BEGIN Records to process

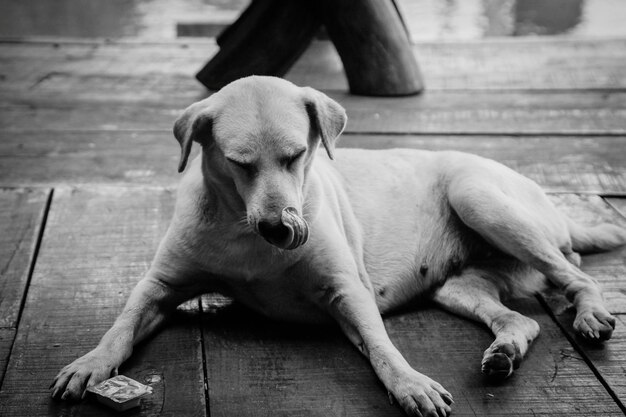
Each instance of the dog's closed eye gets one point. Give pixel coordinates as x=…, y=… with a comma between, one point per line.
x=247, y=167
x=289, y=161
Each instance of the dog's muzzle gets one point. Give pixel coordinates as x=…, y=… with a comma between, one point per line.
x=290, y=233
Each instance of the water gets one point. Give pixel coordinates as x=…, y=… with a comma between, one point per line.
x=426, y=19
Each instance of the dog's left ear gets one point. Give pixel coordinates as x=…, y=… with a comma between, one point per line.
x=195, y=124
x=327, y=117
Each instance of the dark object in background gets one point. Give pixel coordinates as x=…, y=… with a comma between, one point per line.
x=270, y=35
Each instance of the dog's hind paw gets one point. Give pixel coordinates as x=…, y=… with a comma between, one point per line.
x=500, y=359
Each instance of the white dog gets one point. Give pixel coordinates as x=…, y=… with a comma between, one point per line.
x=297, y=237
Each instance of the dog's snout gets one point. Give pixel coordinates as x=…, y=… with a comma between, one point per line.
x=273, y=232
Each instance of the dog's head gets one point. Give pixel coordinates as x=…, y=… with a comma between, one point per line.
x=261, y=134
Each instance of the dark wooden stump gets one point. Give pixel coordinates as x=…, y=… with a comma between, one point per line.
x=373, y=45
x=270, y=35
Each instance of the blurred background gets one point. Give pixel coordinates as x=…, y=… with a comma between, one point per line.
x=426, y=19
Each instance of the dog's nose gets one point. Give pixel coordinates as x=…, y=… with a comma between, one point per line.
x=275, y=233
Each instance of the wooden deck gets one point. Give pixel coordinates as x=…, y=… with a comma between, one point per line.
x=88, y=175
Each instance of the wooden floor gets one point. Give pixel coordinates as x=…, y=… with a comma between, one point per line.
x=88, y=176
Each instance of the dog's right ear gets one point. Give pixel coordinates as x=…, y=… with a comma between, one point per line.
x=195, y=124
x=327, y=116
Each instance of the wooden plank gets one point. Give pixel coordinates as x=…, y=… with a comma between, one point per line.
x=6, y=341
x=609, y=269
x=513, y=64
x=21, y=216
x=558, y=163
x=434, y=112
x=98, y=243
x=257, y=367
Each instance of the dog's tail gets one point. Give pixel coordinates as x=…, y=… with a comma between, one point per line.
x=593, y=239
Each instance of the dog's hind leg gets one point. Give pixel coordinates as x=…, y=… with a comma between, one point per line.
x=530, y=232
x=475, y=296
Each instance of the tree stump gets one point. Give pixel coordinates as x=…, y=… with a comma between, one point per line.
x=270, y=35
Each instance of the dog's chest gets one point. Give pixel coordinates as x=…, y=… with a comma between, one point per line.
x=257, y=275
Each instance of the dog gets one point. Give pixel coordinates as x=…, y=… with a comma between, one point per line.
x=264, y=216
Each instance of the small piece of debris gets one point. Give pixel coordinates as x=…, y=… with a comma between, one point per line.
x=120, y=392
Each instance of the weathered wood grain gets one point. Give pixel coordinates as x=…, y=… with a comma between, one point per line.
x=6, y=341
x=511, y=64
x=619, y=204
x=261, y=368
x=21, y=216
x=558, y=163
x=97, y=244
x=434, y=112
x=609, y=269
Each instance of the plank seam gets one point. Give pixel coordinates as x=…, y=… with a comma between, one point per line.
x=582, y=354
x=204, y=362
x=453, y=133
x=31, y=269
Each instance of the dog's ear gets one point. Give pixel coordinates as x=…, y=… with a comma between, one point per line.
x=195, y=124
x=327, y=117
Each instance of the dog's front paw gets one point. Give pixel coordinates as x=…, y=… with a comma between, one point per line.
x=500, y=359
x=71, y=382
x=419, y=395
x=596, y=325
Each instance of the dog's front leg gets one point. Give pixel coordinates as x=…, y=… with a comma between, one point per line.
x=145, y=310
x=355, y=309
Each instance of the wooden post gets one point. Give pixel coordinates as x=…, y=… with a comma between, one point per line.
x=373, y=46
x=268, y=37
x=271, y=34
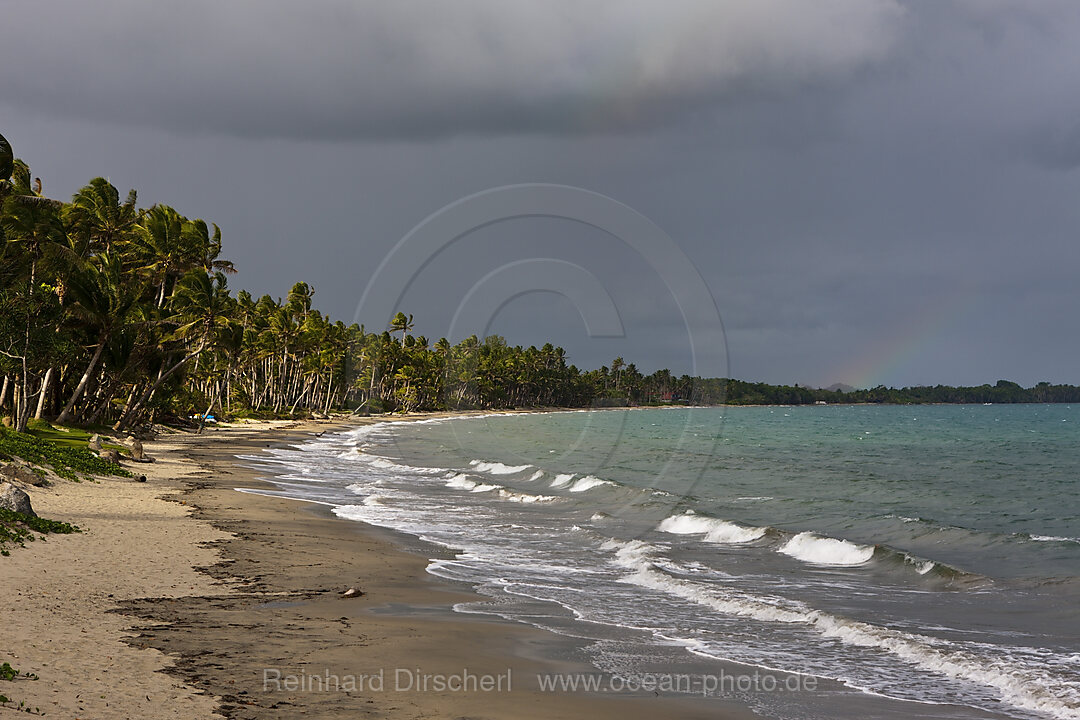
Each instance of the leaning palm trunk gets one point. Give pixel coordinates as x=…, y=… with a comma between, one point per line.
x=43, y=393
x=83, y=381
x=125, y=418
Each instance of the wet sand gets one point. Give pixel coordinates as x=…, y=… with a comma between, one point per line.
x=260, y=629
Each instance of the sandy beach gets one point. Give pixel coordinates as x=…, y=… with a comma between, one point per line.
x=187, y=598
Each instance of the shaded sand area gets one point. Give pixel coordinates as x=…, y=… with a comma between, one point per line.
x=213, y=602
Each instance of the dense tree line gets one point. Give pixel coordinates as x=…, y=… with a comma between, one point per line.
x=116, y=314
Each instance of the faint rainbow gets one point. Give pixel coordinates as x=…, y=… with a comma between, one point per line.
x=881, y=361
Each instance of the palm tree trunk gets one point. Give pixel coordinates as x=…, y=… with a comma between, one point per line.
x=149, y=391
x=44, y=392
x=84, y=380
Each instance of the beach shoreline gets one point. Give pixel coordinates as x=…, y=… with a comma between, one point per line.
x=254, y=624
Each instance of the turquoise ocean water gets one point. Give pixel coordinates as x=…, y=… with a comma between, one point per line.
x=921, y=561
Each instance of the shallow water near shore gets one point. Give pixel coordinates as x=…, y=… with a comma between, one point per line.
x=922, y=561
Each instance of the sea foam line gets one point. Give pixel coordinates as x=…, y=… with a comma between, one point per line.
x=1020, y=687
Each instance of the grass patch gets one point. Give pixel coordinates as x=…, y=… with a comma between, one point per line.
x=17, y=529
x=68, y=460
x=69, y=437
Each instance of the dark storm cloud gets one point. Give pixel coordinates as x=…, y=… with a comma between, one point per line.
x=348, y=69
x=874, y=191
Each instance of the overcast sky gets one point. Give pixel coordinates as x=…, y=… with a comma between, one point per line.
x=874, y=191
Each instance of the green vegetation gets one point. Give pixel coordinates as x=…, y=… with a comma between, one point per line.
x=16, y=528
x=67, y=461
x=118, y=316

END Records to process

- **Task instructions**: Turn all the records above into one numbered list with one line per item, and skip any blank lines. Leave the pictures out.

- **Finished answer**:
1. Each instance of the dog's closed eye gets one point. Give pixel coordinates as x=…, y=… with a comma between, one point per line.
2. x=247, y=167
3. x=289, y=161
4. Each instance of the dog's muzzle gets one point. Give pixel coordinates as x=…, y=… with a comma between, one point per line.
5. x=290, y=233
6. Each instance of the water gets one point. Give pixel coordinates as x=…, y=… with a comma between, one point per line.
7. x=426, y=19
8. Each instance of the dog's left ear gets one point. Give pixel coordinates as x=…, y=… with a comma between, one point per line.
9. x=195, y=124
10. x=327, y=117
11. Each instance of the dark object in background gets one point. Give pixel coordinates as x=…, y=… with a comma between, one point per line.
12. x=270, y=35
13. Each instance of the dog's hind paw gets one point. Give pixel coordinates as x=…, y=… with a comma between, one point per line.
14. x=500, y=359
15. Each instance of the white dog gets one point. Give pixel coordinates as x=…, y=… with a comma between, one point per line.
16. x=297, y=237
17. Each instance of the dog's snout gets one point. Give pixel coordinates as x=…, y=… with a comma between, one point per line.
18. x=273, y=232
19. Each instance of the dog's head gets one point. Give pixel coordinates as x=…, y=… with a comma between, one point per line.
20. x=261, y=134
21. Each instance of the dark wooden stump gets one point. Give pixel coordinates as x=…, y=… with a comma between, one point per line.
22. x=373, y=45
23. x=270, y=35
24. Each instance of the blurred background gets one point. Give pixel coordinates as x=…, y=… with a comma between, one point per line.
25. x=426, y=19
26. Each instance of the dog's nose gets one point. Give pixel coordinates as x=…, y=… with a comma between, one point per line.
27. x=275, y=233
28. Each instance of the wooden deck gets one point. Give pixel coordinates as x=…, y=… with a comma between, one point per line.
29. x=88, y=175
30. Each instance of the wooden floor gets one point. Give pixel coordinates as x=…, y=… with a comma between, one point per line.
31. x=88, y=176
32. Each instance of the dog's right ear gets one point. Give pixel coordinates as x=…, y=… with a comma between, one point per line.
33. x=195, y=124
34. x=327, y=116
35. Each instance of the wooden plank gets one point. Give pixel coordinates as x=…, y=… with a comma between, one point per line.
36. x=6, y=341
37. x=609, y=269
38. x=513, y=64
39. x=21, y=216
40. x=558, y=163
41. x=434, y=112
42. x=98, y=243
43. x=257, y=367
44. Each instance of the dog's tail gets one point. Give pixel coordinates as x=…, y=… with a comma between, one point per line.
45. x=593, y=239
46. Each instance of the dog's hind leg gets one point. Give pixel coordinates as x=…, y=… with a comma between, one point per line.
47. x=530, y=232
48. x=475, y=296
49. Each instance of the tree stump gets one point. Give pixel coordinates as x=…, y=… with a comma between, one point per line.
50. x=270, y=35
51. Each instance of the dog's chest gets one point. Give pixel coordinates as x=…, y=… with a comma between, one point per line.
52. x=257, y=275
53. Each instance of the dog gets one point. Give pixel coordinates as x=…, y=… with a comma between, one point per line.
54. x=264, y=216
55. Each instance of the small piece of debris gets one point. Give pixel coordinates as x=…, y=… with a comma between, one point per line.
56. x=120, y=392
57. Each instance of the weathered wood grain gets one point. Give pixel coordinates as x=…, y=… with a comma between, one point per line.
58. x=6, y=341
59. x=511, y=64
60. x=619, y=204
61. x=261, y=368
62. x=21, y=216
63. x=558, y=163
64. x=97, y=244
65. x=434, y=112
66. x=609, y=269
67. Each instance of the plank seam gets one point. Give pixel coordinates as x=…, y=… with a comma between, one point per line.
68. x=582, y=354
69. x=204, y=362
70. x=453, y=133
71. x=31, y=269
72. Each instance of the dog's ear gets one point. Give pixel coordinates as x=…, y=… with a comma between, one point per line.
73. x=195, y=124
74. x=327, y=117
75. Each instance of the dog's front paw gets one point. Give pixel coordinates as x=…, y=… with a comma between, one point per line.
76. x=500, y=359
77. x=71, y=382
78. x=419, y=395
79. x=596, y=325
80. Each instance of the dog's front leg gets one point. Give pixel coordinates as x=…, y=… with a comma between, one point per line.
81. x=145, y=310
82. x=355, y=309
83. Each instance of the wooden post gets one point. Give pixel coordinates as x=…, y=… with a comma between, one point per line.
84. x=373, y=46
85. x=268, y=37
86. x=271, y=34
87. Each instance of the leaning palm trunk gets one point. Give pixel coordinates as x=…, y=… with a comma between, one point per line.
88. x=43, y=393
89. x=83, y=381
90. x=125, y=418
91. Each instance of the wet sand gets one point. Give pixel coordinates as x=…, y=… with a comma between, one point per line.
92. x=260, y=629
93. Each instance of the sandy beach gets one point. Give pixel coordinates as x=…, y=… with a comma between, one point per line.
94. x=187, y=598
95. Each instance of the shaded sand area gets one point. Give pixel coordinates as x=…, y=… with a comma between, one point per line.
96. x=213, y=602
97. Each instance of the dense tree line gets one point. Give pixel coordinates as x=…, y=… with a comma between, one point per line.
98. x=116, y=314
99. Each instance of the faint rainbow gets one point. Give pixel coordinates as x=…, y=… with a comma between, one point per line.
100. x=881, y=361
101. Each instance of the palm tree trunk gets one point. Give pixel coordinates as x=…, y=… with a comma between, one point per line.
102. x=149, y=391
103. x=44, y=392
104. x=84, y=380
105. Each instance of the beach shoreline gets one point. Give pixel coordinates as x=…, y=… with a comma between, one point per line.
106. x=254, y=624
107. Each instance of the turquoise ocean water gets one point. Give pixel coordinates as x=…, y=… with a comma between, one point per line.
108. x=921, y=561
109. Each instance of the shallow water near shore gets one point. Give pixel coordinates as x=…, y=… with a comma between, one point per line.
110. x=922, y=561
111. Each instance of the sea foam line gets one point. Give pixel coordinates as x=…, y=… with a comma between, one point per line.
112. x=1020, y=687
113. Each instance of the grass patch gets one point. Give pixel coordinates as x=…, y=… with a comma between, one point per line.
114. x=17, y=529
115. x=68, y=460
116. x=69, y=437
117. Each instance of the dark storm cloud gets one point. Give pixel coordinates as x=…, y=… with a comma between, one point per line.
118. x=348, y=69
119. x=874, y=191
120. Each instance of the overcast sky gets one point. Give pixel coordinates as x=…, y=… with a comma between, one point per line.
121. x=874, y=191
122. Each instance of the green vegetation gets one point. Give pixel coordinates as x=…, y=… with a comma between, one point per line.
123. x=16, y=528
124. x=67, y=461
125. x=118, y=316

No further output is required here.